◆ Tasks ◆
A: Reproduce everything in the passage on Fox News from "But over the" down to "fear and loathing.", without any alteration.
B: In the passage on Fox News, which objective truths does the author give as examples of foundational support beams that splintered? List each one.
C: Extend the passage on Fox News with new writing that begins after its final sentence.

Given passage Start Marker

Historians have long argued the USA was, from its inception, destined for explosive showdowns over the size and role of government. Maybe not on the scale of the Civil War, but certainly clamorous schisms, bound to depart from gentlemanly decorum in the collision of political philosophies. What they didn’t necessarily anticipate were the foundational support beams splintering over objective truths, like mathematics, like scientific data, like certified vote counts. Even the southern slave states acknowledged that arch-villain Abraham Lincoln won the election of 1860.

But over the last quarter century, the U.S. has accommodated unprecedented seismic fissures between objective reality and full-throated national psychosis. And nothing has slung more toxic sludge into the breach than Fox News. Yet, the Fox accelerant is less about politics and more about a billionaire’s deep appreciation of addictive human behaviors, and the potential for generating insane profits by waging a rim-to-rim blitz of fear and loathing.

The operation’s genius is its capacity for identifying non-issues or obscure particles – from graduate-level critical race theory courses to the works of Dr. Seuss – and inflating them into zeppelin-sized flying machines that scare the shit out of viewers whose very identities are threatened by the future (where the prospects are always tenuous). Town halls and school board meetings are swamped by the shrieking afflicted, dragging vaccine policies into spittle-lubed showdowns between good and evil. Even the mob’s reality-show hero, upon watching his followers ransack the Capitol on J6, was astonished by the furious pageantry. As Michael Wolff reported in Landslide: The Final Days of the Trump Presidency, #45 related to the crowd through the analogy he knew best, blurting: “It’s like ‘Let’s Make a Deal.’”

Given passage End Marker
Data listing Start Marker

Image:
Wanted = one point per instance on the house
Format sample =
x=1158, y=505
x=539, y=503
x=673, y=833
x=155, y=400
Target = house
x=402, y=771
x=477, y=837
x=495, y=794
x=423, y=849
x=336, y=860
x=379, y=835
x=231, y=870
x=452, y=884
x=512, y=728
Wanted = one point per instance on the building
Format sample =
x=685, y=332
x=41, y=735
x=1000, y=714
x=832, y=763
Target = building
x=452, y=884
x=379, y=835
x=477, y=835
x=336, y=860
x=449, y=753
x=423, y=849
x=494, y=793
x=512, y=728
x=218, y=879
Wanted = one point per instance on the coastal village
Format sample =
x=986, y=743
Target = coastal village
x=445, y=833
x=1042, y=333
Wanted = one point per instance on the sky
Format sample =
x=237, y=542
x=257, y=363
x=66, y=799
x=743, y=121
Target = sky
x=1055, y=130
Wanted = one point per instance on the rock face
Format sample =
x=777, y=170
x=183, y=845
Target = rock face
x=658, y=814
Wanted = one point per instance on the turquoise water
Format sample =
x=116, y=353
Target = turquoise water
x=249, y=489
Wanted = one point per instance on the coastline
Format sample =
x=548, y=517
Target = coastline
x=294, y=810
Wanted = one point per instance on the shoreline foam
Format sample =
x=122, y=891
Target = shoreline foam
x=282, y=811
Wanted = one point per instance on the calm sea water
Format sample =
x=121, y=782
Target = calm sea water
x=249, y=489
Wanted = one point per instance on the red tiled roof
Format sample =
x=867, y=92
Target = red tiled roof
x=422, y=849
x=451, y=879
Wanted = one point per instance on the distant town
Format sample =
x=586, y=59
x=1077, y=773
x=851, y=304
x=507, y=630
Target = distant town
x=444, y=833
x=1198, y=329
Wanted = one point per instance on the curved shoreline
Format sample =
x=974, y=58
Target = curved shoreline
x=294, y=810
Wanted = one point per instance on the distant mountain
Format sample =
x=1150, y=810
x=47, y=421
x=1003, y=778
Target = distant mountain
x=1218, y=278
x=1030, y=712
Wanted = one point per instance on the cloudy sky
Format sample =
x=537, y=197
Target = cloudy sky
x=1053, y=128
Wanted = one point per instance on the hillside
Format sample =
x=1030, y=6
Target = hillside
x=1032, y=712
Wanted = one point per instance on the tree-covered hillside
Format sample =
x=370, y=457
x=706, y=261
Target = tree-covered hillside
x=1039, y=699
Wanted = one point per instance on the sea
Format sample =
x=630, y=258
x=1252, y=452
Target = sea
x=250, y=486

Data listing End Marker

◆ Solved tasks ◆
A:
But over the last quarter century, the U.S. has accommodated unprecedented seismic fissures between objective reality and full-throated national psychosis. And nothing has slung more toxic sludge into the breach than Fox News. Yet, the Fox accelerant is less about politics and more about a billionaire’s deep appreciation of addictive human behaviors, and the potential for generating insane profits by waging a rim-to-rim blitz of fear and loathing.

B:
Mathematics
Scientific data
Certified vote counts

C:
No pressure point, no asterisk, no traditional threads of normalcy or accord, are too granular or trivial to escape the politicization of Fox’s marketing strategists. So imagine what their outrage machinery could manufacture if and when it gets a serious grip on the one high-profile issue Dems and Republicans agreed on last year – the need for a UFO research office in the Pentagon. We saw what might’ve been a sneak preview just last month with Fox prime-time superstar, Tucker Carlson.

Until the NY Times 12/17 coup properly recast the UFO challenge, its subculture was too declasse to even rate as a wedge issue. Roswell alien-costume parades, the Heaven’s Gate suicide cult, garish vendors’ booths at UFO conventions, self-appointed emissaries and prophets – the mainstream media was too distracted by the sideshows to invest serious resources into the complexity of the mystery. And that included Fox News. But not Tucker Carlson.